BEGIN DOCUMENT

Python 2.0 (perhaps off topic)

Jeremy Hylton jeremy at cnri.reston.va.us
Tue Jun 1 23:50:46 EDT 1999


>>>>> "PP" == Paul Prescod <paul at prescod.net> writes:

  PP> Jeremy Hylton wrote:
  >>  I don't think this is a good example.  Even beginning users are
  >> going to have to learn a little about resource management about
  >> some point.  People should not rely on files getting deallocated
  >> and closed by Python.  All the beginners who start with JPython
  >> are going to get Java's GC.  And they're going to need to close
  >> the files by hand.

  PP> It looks like this conversation has come all of the way
  PP> around. We are talking about whether the JVM should be the
  PP> default, standard Python distribution platform. It isn't fair,
  PP> then, to use the flaws in the JVM version of Python to argue FOR
  PP> that change.

Perhaps this is what I get for jumping in in the middle of a
conversation without learning how it got started.  The example I was
responding to depended on file object being immediately finalized to
avoid leaking file descriptors.

END DOCUMENT

- GOAL 1 -
Shift every bounding-box coordinate in the records by -118, and write out all the records again in full, requests included.
- GOAL 2 -
Extend the mailing-list post about Python 2.0, picking up right after its last sentence.
The text above and the records below are unrelated to each other.

BEGIN RECORDS TO PROCESS

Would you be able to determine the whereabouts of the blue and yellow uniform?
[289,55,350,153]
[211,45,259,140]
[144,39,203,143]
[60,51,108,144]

END RECORDS TO PROCESS

- WRITTEN ANSWER 1 -
Would you be able to determine the whereabouts of the blue and yellow uniform?
[171,-63,232,35]
[93,-73,141,22]
[26,-79,85,25]
[-58,-67,-10,26]

- WRITTEN ANSWER 2 -
It isn't a flaw in JPython that performs differently.  It's just a
difference.  Your skate on thin ice when you write code that depends
on implementation issues rather than the language spec.  It may be
fine if you know what you're doing (love those bytecodehacks!), but
it's hardly something you want to encourage a beginner to do.  

Of course, the implementation was sometimes posing as the language
spec until JPython came along.

  PP> "Oh well, we'll lose compatibility with PIL but JPython users
  PP> have alreadly lost that so I guess it isn't a big deal."

Tilt away <wink>.  I took issue with your non-explicit close of a
file, and didn't say anything about the merits of JPython
vs. CPython.  See my earlier post in this thread.  I think I was
unequivocal in my belief that the next version of Python needed to be
in C or C++.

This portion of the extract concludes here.